- **Testo di lettura**:

——————

Durante questa festa si offriva un numero di sacrifici maggiore che in qualsiasi altra festa dell’anno. Il sacrificio per la nazione iniziava con tredici tori il primo giorno, diminuendo di uno ogni giorno, per un totale di settanta tori, oltre a 119 agnelli, montoni e capretti, e alle offerte di grano e vino. Durante la settimana i presenti facevano inoltre migliaia di sacrifici individuali. (Num. 29:12-34, 39) L’ottavo giorno, in cui non si poteva fare nessun lavoro faticoso, venivano offerti in olocausto un toro, un montone e sette agnelli di un anno, con le relative offerte di grano e libagioni, e un capretto come offerta per il peccato. (Num. 29:35-38) Durante la festa si offrivano anche le primizie degli ultimi prodotti dell’anno, mentre la Pentecoste, quattro mesi prima, aveva segnato il termine della prima raccolta.
Negli anni sabatici, durante la festa delle capanne la Legge veniva letta a tutto il popolo. (Deut. 31:10-13) Probabilmente la prima delle ventiquattro divisioni sacerdotali istituite da Davide cominciava a prestare servizio nel tempio dopo la festa delle capanne, poiché il tempio costruito da Salomone fu inaugurato durante tale festa nel 1027 a.E.V. — I Re 6:37, 38; I Cron. 24:1-18; II Cron. 5:3; 7:7-10.

——————

- **Azioni da svolgere**:
a: Nel testo sulla festa delle capanne, quanti tori venivano offerti in totale nel sacrificio per la nazione?
b: Scrivi il seguito del testo sulla festa delle capanne.

- **Dati estratti**:

——————

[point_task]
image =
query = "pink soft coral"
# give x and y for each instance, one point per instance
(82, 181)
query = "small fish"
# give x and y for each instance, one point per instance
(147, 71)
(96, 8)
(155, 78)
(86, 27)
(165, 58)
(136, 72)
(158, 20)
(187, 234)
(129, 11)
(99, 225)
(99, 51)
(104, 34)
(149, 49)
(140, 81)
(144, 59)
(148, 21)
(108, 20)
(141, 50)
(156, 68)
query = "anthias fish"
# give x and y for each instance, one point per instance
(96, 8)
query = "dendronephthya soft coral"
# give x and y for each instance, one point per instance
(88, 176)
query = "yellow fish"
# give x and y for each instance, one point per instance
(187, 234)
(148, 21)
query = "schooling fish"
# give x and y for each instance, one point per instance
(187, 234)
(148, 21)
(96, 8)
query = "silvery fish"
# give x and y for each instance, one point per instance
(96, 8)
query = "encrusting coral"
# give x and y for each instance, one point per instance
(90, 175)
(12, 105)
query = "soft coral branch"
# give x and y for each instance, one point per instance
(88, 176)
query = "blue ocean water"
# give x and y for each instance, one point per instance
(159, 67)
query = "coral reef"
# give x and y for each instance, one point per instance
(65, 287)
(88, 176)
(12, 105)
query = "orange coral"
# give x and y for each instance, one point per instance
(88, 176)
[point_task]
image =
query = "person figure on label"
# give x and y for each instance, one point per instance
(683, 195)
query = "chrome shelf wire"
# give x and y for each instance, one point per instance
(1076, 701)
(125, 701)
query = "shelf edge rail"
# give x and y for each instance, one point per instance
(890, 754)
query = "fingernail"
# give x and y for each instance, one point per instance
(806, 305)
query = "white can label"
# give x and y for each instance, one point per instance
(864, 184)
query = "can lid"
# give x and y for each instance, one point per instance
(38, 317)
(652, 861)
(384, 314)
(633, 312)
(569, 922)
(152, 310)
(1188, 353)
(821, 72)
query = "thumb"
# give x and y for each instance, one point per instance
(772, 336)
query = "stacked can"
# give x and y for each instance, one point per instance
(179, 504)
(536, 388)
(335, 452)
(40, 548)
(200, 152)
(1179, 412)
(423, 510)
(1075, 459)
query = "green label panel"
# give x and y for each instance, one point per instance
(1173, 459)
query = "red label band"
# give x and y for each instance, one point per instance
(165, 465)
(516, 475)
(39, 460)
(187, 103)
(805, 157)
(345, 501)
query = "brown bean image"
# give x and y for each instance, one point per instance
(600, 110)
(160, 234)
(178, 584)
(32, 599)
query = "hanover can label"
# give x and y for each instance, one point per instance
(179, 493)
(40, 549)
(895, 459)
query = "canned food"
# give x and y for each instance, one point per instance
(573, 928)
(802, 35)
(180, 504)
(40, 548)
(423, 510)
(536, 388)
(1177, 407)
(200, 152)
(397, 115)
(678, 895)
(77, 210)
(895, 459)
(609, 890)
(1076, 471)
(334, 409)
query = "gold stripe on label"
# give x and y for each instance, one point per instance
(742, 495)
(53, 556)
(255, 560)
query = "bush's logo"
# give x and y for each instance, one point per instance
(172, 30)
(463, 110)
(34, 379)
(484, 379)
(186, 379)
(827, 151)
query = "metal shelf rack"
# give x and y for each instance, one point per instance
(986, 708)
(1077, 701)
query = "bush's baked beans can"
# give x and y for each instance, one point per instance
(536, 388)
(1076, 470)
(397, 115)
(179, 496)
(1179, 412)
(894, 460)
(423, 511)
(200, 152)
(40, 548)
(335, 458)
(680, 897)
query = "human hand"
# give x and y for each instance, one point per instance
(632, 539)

——————

- **Risultati ottenuti**:
a: Settanta tori.

b:
Ciò che distingueva la festa delle capanne, la sua principale caratteristica, era un gioioso rendimento di grazie. Geova desiderava che il suo popolo si rallegrasse: “Vi dovete rallegrare dinanzi a Geova vostro Dio”. (Lev. 23:40) Era una festa di rendimento di grazie per la raccolta, in quanto ormai non solo era stato raccolto il grano, ma anche l’olio e il vino, che tanto contribuivano al piacere della vita. Durante questa festa gli israeliti potevano meditare in cuor loro sul fatto che la prosperità e l’abbondanza di cose buone che avevano non erano dovute alla loro potenza e che tanta prosperità era il risultato della protezione di Geova loro Dio. Dovevano riflettere profondamente su queste cose. — Deut. 8:14, 18.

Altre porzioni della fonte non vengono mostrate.